■ To do ■
Report back each line of the data that contains the word "below".

■ Task inputs ■
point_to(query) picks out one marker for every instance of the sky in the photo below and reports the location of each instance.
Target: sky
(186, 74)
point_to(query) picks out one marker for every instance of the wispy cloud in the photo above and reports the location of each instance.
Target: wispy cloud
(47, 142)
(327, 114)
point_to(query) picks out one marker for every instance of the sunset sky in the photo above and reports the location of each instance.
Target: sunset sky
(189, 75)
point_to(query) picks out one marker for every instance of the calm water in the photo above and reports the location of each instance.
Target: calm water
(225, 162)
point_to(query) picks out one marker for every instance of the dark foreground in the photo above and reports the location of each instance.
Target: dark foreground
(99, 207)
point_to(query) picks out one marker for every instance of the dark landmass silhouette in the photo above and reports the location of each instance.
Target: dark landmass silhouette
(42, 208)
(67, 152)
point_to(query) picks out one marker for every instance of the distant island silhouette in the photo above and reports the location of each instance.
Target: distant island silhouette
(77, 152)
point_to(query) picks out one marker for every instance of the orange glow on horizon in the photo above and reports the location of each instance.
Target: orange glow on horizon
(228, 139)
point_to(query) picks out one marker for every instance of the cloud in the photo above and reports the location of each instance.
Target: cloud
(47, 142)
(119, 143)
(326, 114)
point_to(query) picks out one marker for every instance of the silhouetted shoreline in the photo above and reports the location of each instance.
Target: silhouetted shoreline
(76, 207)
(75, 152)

---

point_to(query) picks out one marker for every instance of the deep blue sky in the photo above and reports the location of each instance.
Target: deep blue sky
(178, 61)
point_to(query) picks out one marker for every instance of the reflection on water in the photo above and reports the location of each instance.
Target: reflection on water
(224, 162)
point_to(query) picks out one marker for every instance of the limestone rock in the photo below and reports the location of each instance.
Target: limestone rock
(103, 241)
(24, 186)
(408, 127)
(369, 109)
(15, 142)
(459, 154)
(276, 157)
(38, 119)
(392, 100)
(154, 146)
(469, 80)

■ Solution to the problem ■
point_to(query) picks out one marker for every instance of the sky in the photo below and reports the location of each instance.
point_to(query) picks out one marker for every instance of the limestone rock in the photo below and reports the location of each instance.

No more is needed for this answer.